* Task to complete *
Write out the material below word for word, starting at the line that contains "point at the metal canopy" and ending at the final line.

* Extracted records *
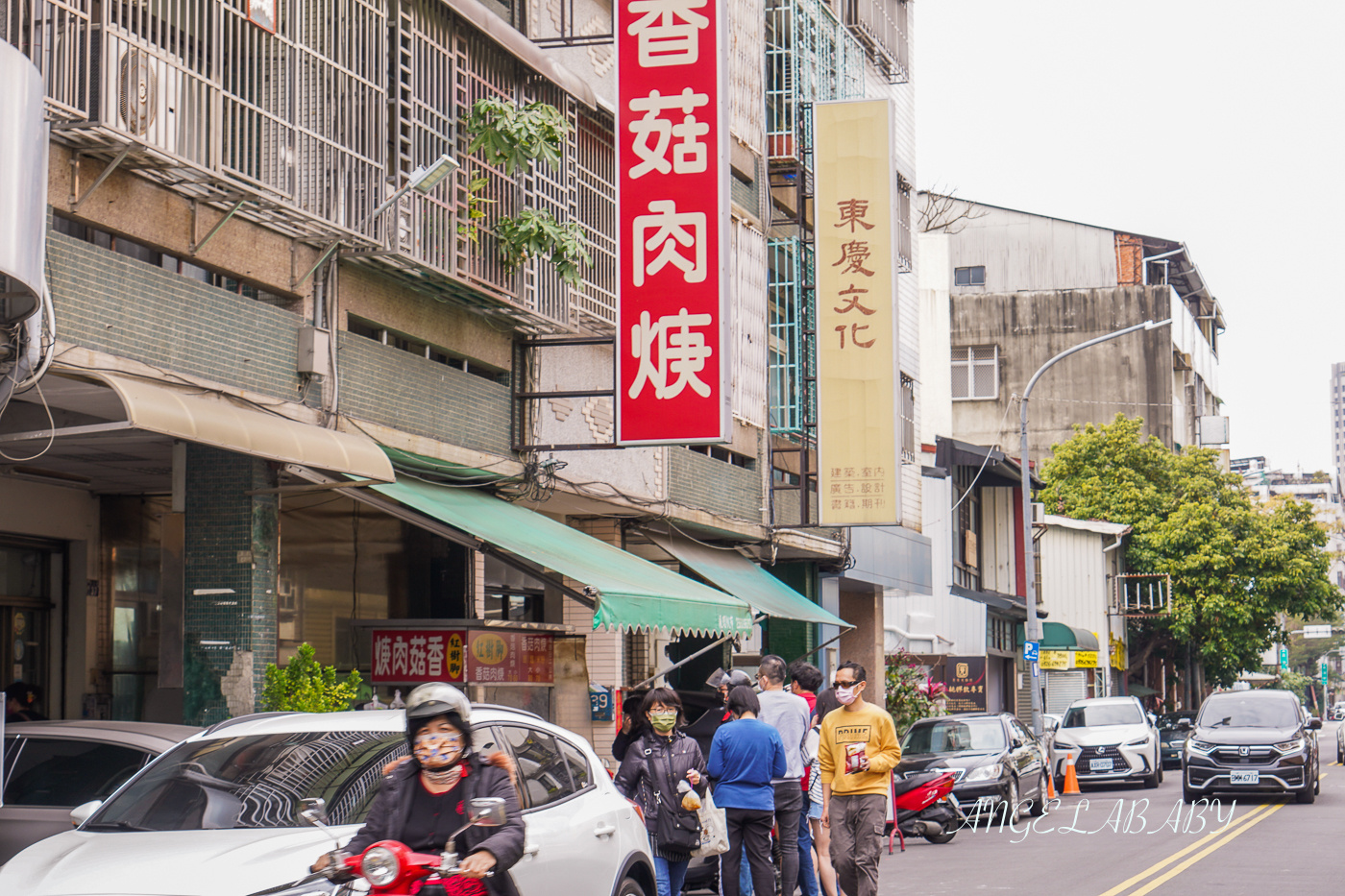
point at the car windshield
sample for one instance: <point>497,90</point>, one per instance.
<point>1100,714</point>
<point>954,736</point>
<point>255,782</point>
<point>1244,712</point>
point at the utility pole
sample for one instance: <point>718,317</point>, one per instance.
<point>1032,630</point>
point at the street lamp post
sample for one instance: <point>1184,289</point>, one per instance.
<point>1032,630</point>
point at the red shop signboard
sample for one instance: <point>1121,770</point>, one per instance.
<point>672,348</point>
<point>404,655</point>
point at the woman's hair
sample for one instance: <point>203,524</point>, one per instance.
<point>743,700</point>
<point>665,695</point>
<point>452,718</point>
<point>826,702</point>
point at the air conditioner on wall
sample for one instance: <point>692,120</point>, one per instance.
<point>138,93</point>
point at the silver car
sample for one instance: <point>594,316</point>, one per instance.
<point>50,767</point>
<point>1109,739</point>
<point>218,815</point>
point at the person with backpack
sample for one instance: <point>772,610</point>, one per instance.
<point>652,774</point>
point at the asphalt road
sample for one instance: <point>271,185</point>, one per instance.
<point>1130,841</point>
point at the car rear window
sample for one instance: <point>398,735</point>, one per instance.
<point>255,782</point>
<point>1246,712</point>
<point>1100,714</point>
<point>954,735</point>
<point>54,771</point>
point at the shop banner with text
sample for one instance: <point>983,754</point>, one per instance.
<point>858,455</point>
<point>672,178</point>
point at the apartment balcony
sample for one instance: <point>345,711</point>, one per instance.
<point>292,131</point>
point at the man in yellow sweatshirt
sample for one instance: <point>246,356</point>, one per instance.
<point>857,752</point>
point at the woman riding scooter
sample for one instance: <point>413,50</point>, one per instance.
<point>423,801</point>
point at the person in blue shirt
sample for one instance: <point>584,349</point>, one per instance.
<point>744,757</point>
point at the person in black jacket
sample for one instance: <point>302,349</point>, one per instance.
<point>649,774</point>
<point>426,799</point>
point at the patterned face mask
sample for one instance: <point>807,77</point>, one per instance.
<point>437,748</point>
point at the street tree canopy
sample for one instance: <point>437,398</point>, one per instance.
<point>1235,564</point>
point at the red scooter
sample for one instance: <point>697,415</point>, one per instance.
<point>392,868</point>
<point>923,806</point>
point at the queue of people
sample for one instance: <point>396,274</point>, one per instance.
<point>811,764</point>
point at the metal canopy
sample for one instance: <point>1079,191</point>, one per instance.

* Task answer *
point at the metal canopy
sample for one instance: <point>1079,191</point>, one per instance.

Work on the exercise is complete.